- Born: 1944 (age 81–82)
- Education: Columbia University, Vermont College, Norwich University
- Website: marjoriewelish.com

= Marjorie Welish =

American poet and artist (born 1944)

Marjorie Welish (/ˈwɛlɪʃ/ WELL-ish; born June 2, 1944) is an American poet, artist, and art critic.

Welish is a graduate of Columbia University and received her M.F.A. degree from Vermont College and Norwich University. She also studied at the Art Students League of New York.

She lives in New York City and teaches art and literary criticism and art history at Pratt Institute; she has also frequently taught poetry at Brown University. Welish was the Judith E. Wilson Visiting Poetry Fellow at Cambridge University in 2005.

Welish's The Annotated 'Here' and Selected Poems was a finalist for the Lenore Marshall Prize from the Academy of American Poets. Her writing on art has appeared in Art in America, Art International, Art News, BOMB (magazine), Partisan Review, and Salmagundi.

A collection of her art criticism came out in 1999 entitled, Signifying Art: Essays on Art after 1960.

In April 2001, a conference at the University of Pennsylvania was held to compile Of the Diagram: The Work of Marjorie Welish (Cambridge University Press), a retrospective collection of papers and presentations given on her work, as well as a selection of Welish's writing and painting.

◆ **Set exercise A**:
From the Marjorie Welish article, list every publication named as having carried her writing on art.
◆ **Set exercise B**:
In the Marjorie Welish article, please switch "Columbia University" to "Barnard College" and write out the passage that begins with "- Born: 1944" and ends with "of New York.".
◆ **Set exercise C**:
Carry on the Marjorie Welish article past its final sentence.
The records that follow have nothing to do with the Marjorie Welish article.

◆ **Material supplied**:
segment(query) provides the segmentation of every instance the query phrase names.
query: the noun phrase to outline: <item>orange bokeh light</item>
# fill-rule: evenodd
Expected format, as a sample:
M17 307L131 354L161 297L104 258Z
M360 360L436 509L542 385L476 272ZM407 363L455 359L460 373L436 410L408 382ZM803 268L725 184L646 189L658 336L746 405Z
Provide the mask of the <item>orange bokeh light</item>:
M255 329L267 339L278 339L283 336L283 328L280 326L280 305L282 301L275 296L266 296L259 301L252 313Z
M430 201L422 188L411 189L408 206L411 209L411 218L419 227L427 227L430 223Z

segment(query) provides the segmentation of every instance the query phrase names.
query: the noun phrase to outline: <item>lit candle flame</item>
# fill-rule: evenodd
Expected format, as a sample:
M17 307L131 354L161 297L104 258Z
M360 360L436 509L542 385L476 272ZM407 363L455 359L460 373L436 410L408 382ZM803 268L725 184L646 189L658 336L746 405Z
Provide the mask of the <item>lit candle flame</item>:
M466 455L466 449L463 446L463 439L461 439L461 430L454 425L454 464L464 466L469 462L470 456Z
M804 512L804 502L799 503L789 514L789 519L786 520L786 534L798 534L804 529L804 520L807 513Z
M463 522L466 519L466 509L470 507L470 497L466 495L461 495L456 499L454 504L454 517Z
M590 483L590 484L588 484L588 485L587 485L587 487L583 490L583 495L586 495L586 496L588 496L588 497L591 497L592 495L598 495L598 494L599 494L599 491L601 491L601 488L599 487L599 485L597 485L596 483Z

◆ **Written answer A**:
Art in America, Art International, Art News, BOMB (magazine), Partisan Review, Salmagundi

◆ **Written answer B**:
- Born: 1944 (age 81–82)
- Education: Barnard College, Vermont College, Norwich University
- Website: marjoriewelish.com

= Marjorie Welish =

American poet and artist (born 1944)

Marjorie Welish (/ˈwɛlɪʃ/ WELL-ish; born June 2, 1944) is an American poet, artist, and art critic.

Welish is a graduate of Barnard College and received her M.F.A. degree from Vermont College and Norwich University. She also studied at the Art Students League of New York.

◆ **Written answer C**:
She has received grants and fellowships from the Adolph and Esther Gottlieb Foundation, the Djerassi Foundation, the Elizabeth Foundation for the Arts, Fifth Floor Foundation, the Howard Foundation, the International Studio Program, the MacDowell Colony Fellowship, Pollock-Krasner Foundation, and the Trust for Mutual Understanding.

Welish serves on the board of the International Studio & Curatorial Program (ISCP).

==Bibliography==
- A Complex Sentence (Coffee House Press, 2021)
- So What So That (Coffee House Press, 2016)
- In the Futurity Lounge (Coffee House Press, 2012)
- Isle of the Signatories (Coffee House Press, 2008)
- Word Group (Coffee House Press, 2004)
- Of the Diagram: The Work of Marjorie Welish (Slought Foundation, 2003)
- The Annotated "Here" and Selected Poems (Coffee House Press, 2000)
- "Signifying Art: Essays on Art after 1960" (Cambridge University Press, 1999)
- Casting Sequences (University of Georgia Press, 1993)
- The Windows Flew Open (Burning Deck, 1991)
- Two Poems (Z Press, 1981)
- Handwritten (Sun Press, 1979).

Welish's poems have been anthologized in:
- Best American Poetry 1988 (edited by John Ashbery)
- Experimental Poetry in America 1950 to the Present: A Norton Anthology (Sun and Moon Press 1994)
- From the Other Side of the Century: New American Poetry 1960–1990 (1994)
- Moving Borders: Three Decades of Innovative Writing by Women (1998)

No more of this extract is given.